-- START OF SUPPLIED MATERIAL --
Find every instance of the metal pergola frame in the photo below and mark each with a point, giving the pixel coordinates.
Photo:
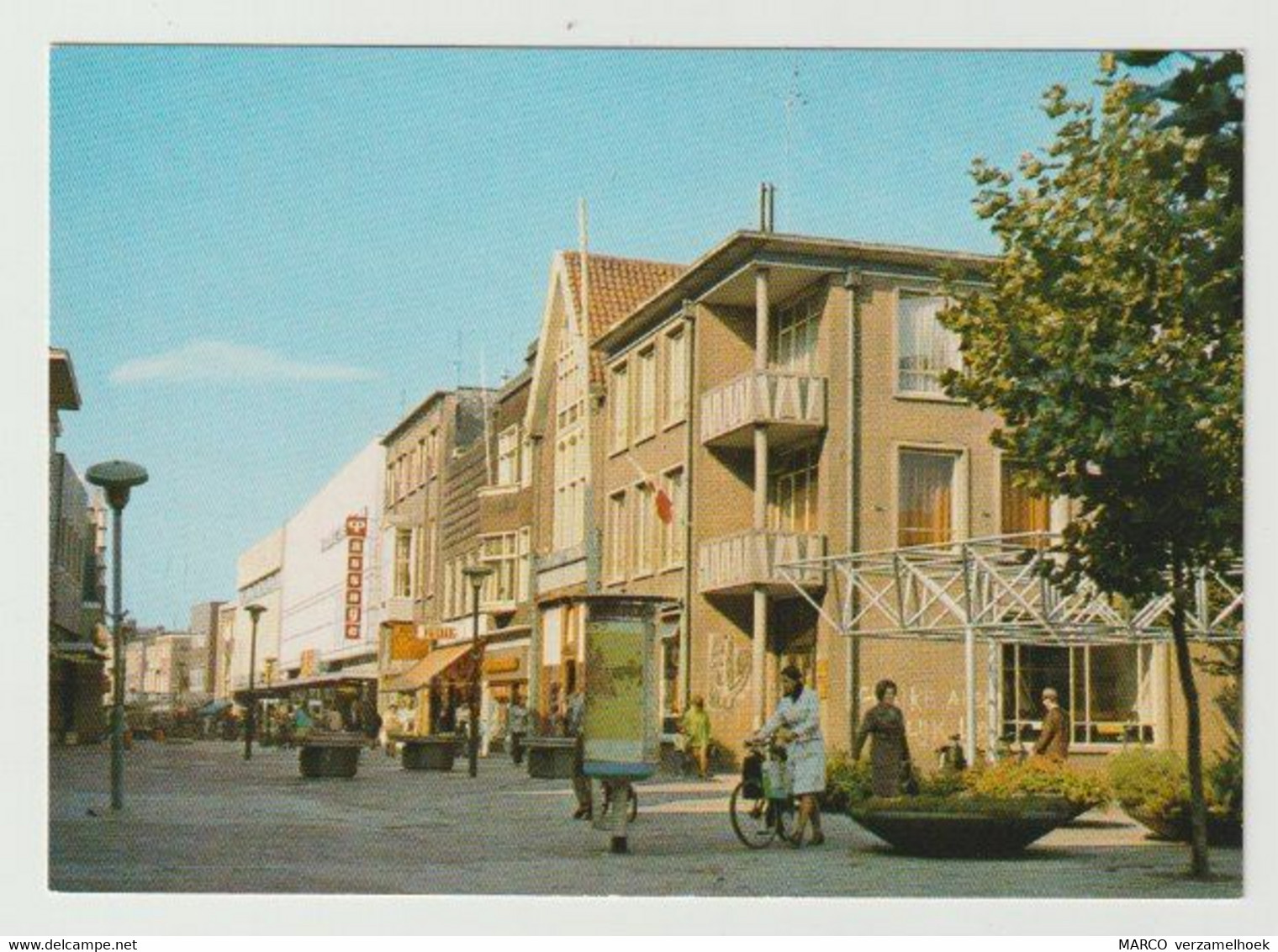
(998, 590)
-- END OF SUPPLIED MATERIAL --
-- START OF SUPPLIED MATERIAL --
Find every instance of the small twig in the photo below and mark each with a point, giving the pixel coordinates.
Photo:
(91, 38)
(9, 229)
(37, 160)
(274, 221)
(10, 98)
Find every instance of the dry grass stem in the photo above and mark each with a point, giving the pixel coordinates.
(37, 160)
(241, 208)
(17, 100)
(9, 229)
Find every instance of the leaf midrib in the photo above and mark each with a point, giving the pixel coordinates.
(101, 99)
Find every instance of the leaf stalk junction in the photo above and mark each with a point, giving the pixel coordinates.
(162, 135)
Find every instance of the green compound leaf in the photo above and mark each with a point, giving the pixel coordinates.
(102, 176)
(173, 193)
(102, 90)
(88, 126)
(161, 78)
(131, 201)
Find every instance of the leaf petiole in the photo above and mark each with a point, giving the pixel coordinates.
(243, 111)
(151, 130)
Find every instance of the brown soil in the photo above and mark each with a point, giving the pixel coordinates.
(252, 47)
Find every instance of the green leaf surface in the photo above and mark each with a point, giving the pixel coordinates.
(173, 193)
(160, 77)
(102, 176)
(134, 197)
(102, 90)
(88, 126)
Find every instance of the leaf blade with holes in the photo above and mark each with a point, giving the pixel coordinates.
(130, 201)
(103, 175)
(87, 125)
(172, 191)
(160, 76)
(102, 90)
-- END OF SUPPLIED MATERIAL --
**YOUR GOAL**
Gather each line from the rows above that contains the word "below", and copy each one in full.

**WRITTEN SOLUTION**
Find every instance of the metal pergola frame in the photo below and mark each with a point, giving the pixel coordinates.
Find every instance of the small twig in the photo below and mark each with a point, giving the pixel coordinates.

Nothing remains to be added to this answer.